-- BEGIN --

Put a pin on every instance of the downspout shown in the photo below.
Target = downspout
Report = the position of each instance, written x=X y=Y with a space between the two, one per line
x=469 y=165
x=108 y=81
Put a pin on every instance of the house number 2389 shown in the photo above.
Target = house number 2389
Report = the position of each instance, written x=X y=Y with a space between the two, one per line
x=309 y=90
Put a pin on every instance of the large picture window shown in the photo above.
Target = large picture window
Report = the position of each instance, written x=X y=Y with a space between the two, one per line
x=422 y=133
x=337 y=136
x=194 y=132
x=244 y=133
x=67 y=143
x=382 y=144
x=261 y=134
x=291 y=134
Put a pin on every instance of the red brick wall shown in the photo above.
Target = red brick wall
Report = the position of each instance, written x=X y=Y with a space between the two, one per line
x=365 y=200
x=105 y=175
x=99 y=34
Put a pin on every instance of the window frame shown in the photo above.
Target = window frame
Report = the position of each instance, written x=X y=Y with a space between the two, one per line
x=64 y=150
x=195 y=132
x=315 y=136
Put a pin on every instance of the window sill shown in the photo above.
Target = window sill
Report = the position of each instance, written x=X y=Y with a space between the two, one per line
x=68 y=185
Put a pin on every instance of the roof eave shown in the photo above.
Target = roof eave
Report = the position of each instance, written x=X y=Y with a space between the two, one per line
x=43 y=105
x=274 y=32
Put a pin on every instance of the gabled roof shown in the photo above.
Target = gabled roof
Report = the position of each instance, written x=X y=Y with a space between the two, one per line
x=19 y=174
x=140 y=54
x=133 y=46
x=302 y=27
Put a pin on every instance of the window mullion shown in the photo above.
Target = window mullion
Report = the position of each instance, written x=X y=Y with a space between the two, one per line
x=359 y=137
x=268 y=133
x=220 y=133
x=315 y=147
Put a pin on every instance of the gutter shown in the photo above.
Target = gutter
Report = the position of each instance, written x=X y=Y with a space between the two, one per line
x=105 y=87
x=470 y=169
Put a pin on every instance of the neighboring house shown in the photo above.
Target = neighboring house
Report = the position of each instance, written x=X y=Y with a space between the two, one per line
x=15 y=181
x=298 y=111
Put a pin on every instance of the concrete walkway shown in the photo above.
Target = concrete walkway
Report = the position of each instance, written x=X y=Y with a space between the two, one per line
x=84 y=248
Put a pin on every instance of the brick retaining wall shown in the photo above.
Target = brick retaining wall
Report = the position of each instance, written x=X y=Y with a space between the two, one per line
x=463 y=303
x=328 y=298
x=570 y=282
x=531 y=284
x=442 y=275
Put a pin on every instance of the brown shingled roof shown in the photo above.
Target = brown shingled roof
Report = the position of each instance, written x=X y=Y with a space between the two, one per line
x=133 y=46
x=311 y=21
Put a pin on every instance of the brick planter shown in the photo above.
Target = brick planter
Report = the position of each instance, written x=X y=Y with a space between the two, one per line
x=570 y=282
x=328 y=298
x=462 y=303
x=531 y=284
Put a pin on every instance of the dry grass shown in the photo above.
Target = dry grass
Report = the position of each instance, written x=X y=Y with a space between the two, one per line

-- END --

• _Requirements_: Recast every line of the data above as a Markdown table with the columns "Row" and "Entry," giving each line a row number and skipping blank lines.

• _Task result_:
| Row | Entry |
|---|---|
| 1 | Put a pin on every instance of the downspout shown in the photo below. |
| 2 | Target = downspout |
| 3 | Report = the position of each instance, written x=X y=Y with a space between the two, one per line |
| 4 | x=469 y=165 |
| 5 | x=108 y=81 |
| 6 | Put a pin on every instance of the house number 2389 shown in the photo above. |
| 7 | Target = house number 2389 |
| 8 | Report = the position of each instance, written x=X y=Y with a space between the two, one per line |
| 9 | x=309 y=90 |
| 10 | Put a pin on every instance of the large picture window shown in the photo above. |
| 11 | Target = large picture window |
| 12 | Report = the position of each instance, written x=X y=Y with a space between the two, one per line |
| 13 | x=422 y=133 |
| 14 | x=337 y=136 |
| 15 | x=194 y=132 |
| 16 | x=244 y=133 |
| 17 | x=67 y=143 |
| 18 | x=382 y=144 |
| 19 | x=261 y=134 |
| 20 | x=291 y=134 |
| 21 | Put a pin on every instance of the red brick wall shown in the photo above. |
| 22 | Target = red brick wall |
| 23 | Report = the position of each instance, written x=X y=Y with a space between the two, one per line |
| 24 | x=365 y=200 |
| 25 | x=105 y=175 |
| 26 | x=99 y=34 |
| 27 | Put a pin on every instance of the window frame shown in the photo above. |
| 28 | Target = window frame |
| 29 | Report = the position of each instance, written x=X y=Y with a space between the two, one per line |
| 30 | x=64 y=150 |
| 31 | x=195 y=132 |
| 32 | x=315 y=136 |
| 33 | Put a pin on every instance of the window sill shown in the photo above. |
| 34 | Target = window sill |
| 35 | Report = the position of each instance, written x=X y=Y with a space between the two, one per line |
| 36 | x=68 y=185 |
| 37 | Put a pin on every instance of the roof eave shown in the photo above. |
| 38 | Target = roof eave |
| 39 | Report = the position of each instance, written x=X y=Y with a space between the two, one per line |
| 40 | x=43 y=105 |
| 41 | x=274 y=32 |
| 42 | Put a pin on every instance of the gabled roof shown in the photo above. |
| 43 | Target = gabled roof |
| 44 | Report = the position of each instance, written x=X y=Y with a space between the two, one per line |
| 45 | x=19 y=174 |
| 46 | x=140 y=54 |
| 47 | x=133 y=46 |
| 48 | x=302 y=27 |
| 49 | Put a pin on every instance of the window mullion shown in the photo above. |
| 50 | Target = window mullion |
| 51 | Report = the position of each instance, written x=X y=Y with a space between the two, one per line |
| 52 | x=359 y=137 |
| 53 | x=268 y=133 |
| 54 | x=220 y=133 |
| 55 | x=315 y=147 |
| 56 | Put a pin on every instance of the gutter shown in the photo above. |
| 57 | Target = gutter |
| 58 | Report = the position of each instance, written x=X y=Y with a space between the two, one per line |
| 59 | x=105 y=87 |
| 60 | x=470 y=169 |
| 61 | Put a pin on every instance of the neighboring house shown in the photo above. |
| 62 | Target = neighboring house |
| 63 | Report = the position of each instance, written x=X y=Y with a space between the two, one per line |
| 64 | x=15 y=181 |
| 65 | x=298 y=111 |
| 66 | Put a pin on every instance of the concrete walkway shown in the photo above. |
| 67 | Target = concrete walkway |
| 68 | Report = the position of each instance, written x=X y=Y with a space between the two, one per line |
| 69 | x=84 y=248 |
| 70 | Put a pin on every instance of the brick retaining wall shown in the photo above. |
| 71 | Target = brick retaining wall |
| 72 | Report = the position of each instance, written x=X y=Y with a space between the two, one per line |
| 73 | x=463 y=303 |
| 74 | x=328 y=298 |
| 75 | x=570 y=282 |
| 76 | x=531 y=284 |
| 77 | x=442 y=275 |
| 78 | Put a pin on every instance of the brown shingled roof shown in the photo above. |
| 79 | Target = brown shingled roof |
| 80 | Report = the position of each instance, written x=X y=Y with a space between the two, one per line |
| 81 | x=133 y=46 |
| 82 | x=311 y=21 |
| 83 | Put a pin on every instance of the brick planter shown in the photo above. |
| 84 | Target = brick planter |
| 85 | Report = the position of each instance, written x=X y=Y with a space between the two, one per line |
| 86 | x=570 y=282 |
| 87 | x=328 y=298 |
| 88 | x=462 y=303 |
| 89 | x=531 y=284 |
| 90 | Put a pin on every instance of the dry grass shown in the photo above. |
| 91 | Target = dry grass |
| 92 | Report = the position of each instance, written x=X y=Y with a space between the two, one per line |